TEXT EXCERPT –
◆ ◆ ◆ ◆

I’ve sucked tastier water from a dishcloth than the ultra-bland consommé the nurse plonked in front of me as an aperitif to my menial first meal as a patient.

There was method in that Friday afternoon madness, of course. Because I was in a coronary ward and I do have angina. But even my acutely health-conscious daughter has been unable to convince me that I’m shortening my life by going condimental before I tuck in. I do make one concession to the medical experts, mind you – I NEVER put salt on my dessert.

In the event, I was discharged from hospital the following Monday three kilos lighter after passing my medical tests with flying blood pressure (another abysmal Donna attempt at humour – my BP was actually normal, thanks to the medication I’ve been taking for the past five years). I couldn’t wait for my first taste of freedom and dreamt of ending my enforced diet with a portion of salt- and-pepper ribs and a salt-beef sandwich. Maybe with a packet of liquorice ‘all-salts’ for afters.

But I digress. This article is not meant to be a complaint about Spanish hospitals – or the heartless way they feed their cardiac patients. There was certainly precious little else I could moan about as a patient at Elche. A cosy two-bed ward, caring nurses, highly efficient doctors, caring nurses and four days of intensive Spanish lessons for free.

Last but not least, my friends were not charged a single centimo to come and visit me. And from what I can gather from friends on expatforum.com the same free-parking policy operates at Spanish hospitals  from Malaga to Lorca and from Denia to Villajoyosa.

How different to the money-grabbing English system of ripping off the motorist at every opportunity. Particularly at hospitals and, even more so, airports (which I’ll get to in a future article).

◆ ◆ ◆ ◆

EXERCISE DATA –
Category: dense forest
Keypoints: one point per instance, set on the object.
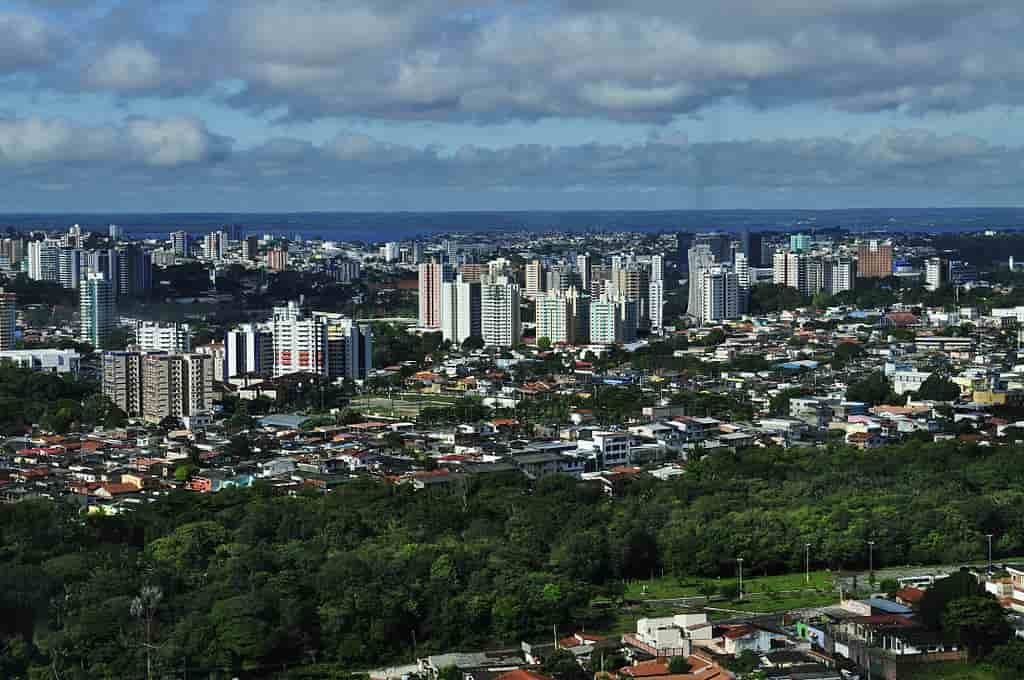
(247, 582)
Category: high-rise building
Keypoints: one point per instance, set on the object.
(344, 270)
(753, 248)
(719, 294)
(44, 260)
(214, 246)
(179, 244)
(655, 303)
(276, 259)
(936, 272)
(432, 274)
(460, 310)
(250, 248)
(171, 338)
(584, 262)
(875, 259)
(176, 385)
(535, 279)
(700, 257)
(122, 380)
(347, 346)
(248, 350)
(96, 309)
(719, 244)
(134, 271)
(800, 243)
(70, 264)
(390, 251)
(612, 321)
(8, 315)
(500, 322)
(840, 274)
(298, 341)
(656, 267)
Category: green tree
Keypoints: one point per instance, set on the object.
(956, 586)
(679, 666)
(938, 388)
(978, 623)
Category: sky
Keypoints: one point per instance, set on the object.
(284, 105)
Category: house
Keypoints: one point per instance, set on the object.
(671, 636)
(698, 668)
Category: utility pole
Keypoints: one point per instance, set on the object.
(739, 560)
(870, 560)
(807, 563)
(989, 537)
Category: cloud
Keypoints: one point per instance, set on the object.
(26, 42)
(47, 143)
(456, 60)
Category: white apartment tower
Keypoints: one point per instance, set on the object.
(500, 324)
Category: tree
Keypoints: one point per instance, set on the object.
(1009, 661)
(872, 390)
(979, 624)
(563, 666)
(938, 388)
(472, 342)
(679, 666)
(956, 586)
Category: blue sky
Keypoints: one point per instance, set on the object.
(421, 104)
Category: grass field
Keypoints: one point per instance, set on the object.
(951, 671)
(407, 405)
(668, 587)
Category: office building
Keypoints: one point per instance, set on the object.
(390, 251)
(700, 257)
(176, 385)
(841, 274)
(500, 322)
(719, 244)
(171, 338)
(96, 309)
(298, 341)
(875, 259)
(248, 350)
(276, 259)
(800, 243)
(460, 310)
(250, 248)
(719, 288)
(612, 321)
(179, 244)
(584, 263)
(432, 274)
(753, 248)
(121, 375)
(347, 346)
(936, 273)
(70, 267)
(8, 316)
(655, 303)
(535, 279)
(44, 260)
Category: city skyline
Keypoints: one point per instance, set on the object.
(457, 105)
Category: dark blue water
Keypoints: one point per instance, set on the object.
(370, 226)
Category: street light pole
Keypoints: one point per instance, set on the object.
(807, 563)
(870, 560)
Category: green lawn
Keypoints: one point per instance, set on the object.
(951, 671)
(667, 587)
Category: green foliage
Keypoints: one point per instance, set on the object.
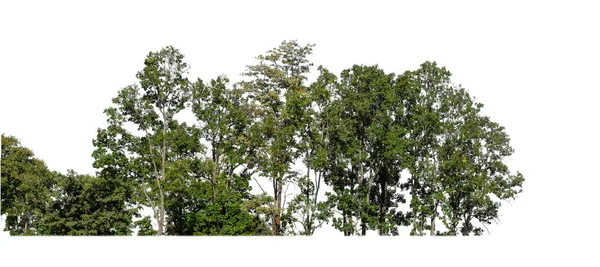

◆ ◆ ◆ ◆

EXPLORE THE MATERIAL –
(a) Answer these questions about the hospital article:
(i) How many kilos lighter was the writer when leaving hospital?
(ii) How many beds were in the writer's ward?
(iii) How much were the writer's friends charged to visit?
(b) Rewrite everything from "I’ve sucked tastier" down to "on my dessert." in the hospital article, changing "consommé" to "broth".
(c) Carry on the hospital article from its last sentence.
The lines have no connection to the hospital article.

EXPECTED OUTPUTS –
(a)
(i) Three kilos.
(ii) Two.
(iii) Not a single centimo.

(b)
I’ve sucked tastier water from a dishcloth than the ultra-bland broth the nurse plonked in front of me as an aperitif to my menial first meal as a patient.

There was method in that Friday afternoon madness, of course. Because I was in a coronary ward and I do have angina. But even my acutely health-conscious daughter has been unable to convince me that I’m shortening my life by going condimental before I tuck in. I do make one concession to the medical experts, mind you – I NEVER put salt on my dessert.

(c)
My 11-year-old granddaughter Daisy suffers from Crohn’s Disease and has spent quite a bit of time at Manchester’s ultra-modern Royal Children’s Hospital this past couple of years. The kindly local NHS Trust have a voucher system that allows close relatives to visit sick children to use the vast multi-storey car park at a special daily rate of £5.

That’s £35 a week to spend time with your own kids when they need you most. How generous!

And don’t tell me the money all goes to improve the NHS. In a country where every working person pays an ever-increasing National Insurance contribution, surely NO-ONE should have to pay to visit a suffering relative.

Scotland and Wales abolished hospital parking charges a couple of years ago – so what’s so different about England? The authorities are just greedier to make bigger profits, that’s all.

As my daughter Hayley Beckman (Daisy’s mother) says: ‘‘The new hospital is very modern but it’s difficult to get to compared to the two children’s hospitals it replaced, and much more expensive to park.

‘‘It’s absolutely disgraceful that parents have to pay to spend time with their sick children in hospital.’’

It’s not as if Manchester Children's University Hospital NHS Trust is in dire financial straits. Indeed, a Daily Mirror investigation established that in 2007, the Trust made a profit of £1,338,694. And 218 hospitals around the country made a staggering £24,993,855 the same year - just by charging their own staff to park their cars.

At the time, Juliet Dunmur, chair of the British Medical Association Patient Liaison Group, said: ‘‘The car-parking fees charged by some NHS trusts are unacceptable. It amounts to a tax on vulnerable patients and on NHS staff.’’

And hospital visiting is an increasingly-expensive experience. Recent research by the Action for Sick Children charity revealed that parking for families of children now costs £1.75 an hour on average.

It’s bad enough in Manchester, but at two London hospitals the parking tariff works out at an unbelievable £386.40 a week because there are no discounts for long-term stays.

At many hospitals, it’s not just visitors who get stung. Nurses working at Royal Manchester Children’s Hospital must pay £20 for a weekly car-park pass – or leave their cars a mile or more away.

Still, there is a consolation. With all that enforced walking, they can afford to pour oodles of salt on their food and never worry about getting a dicky heart.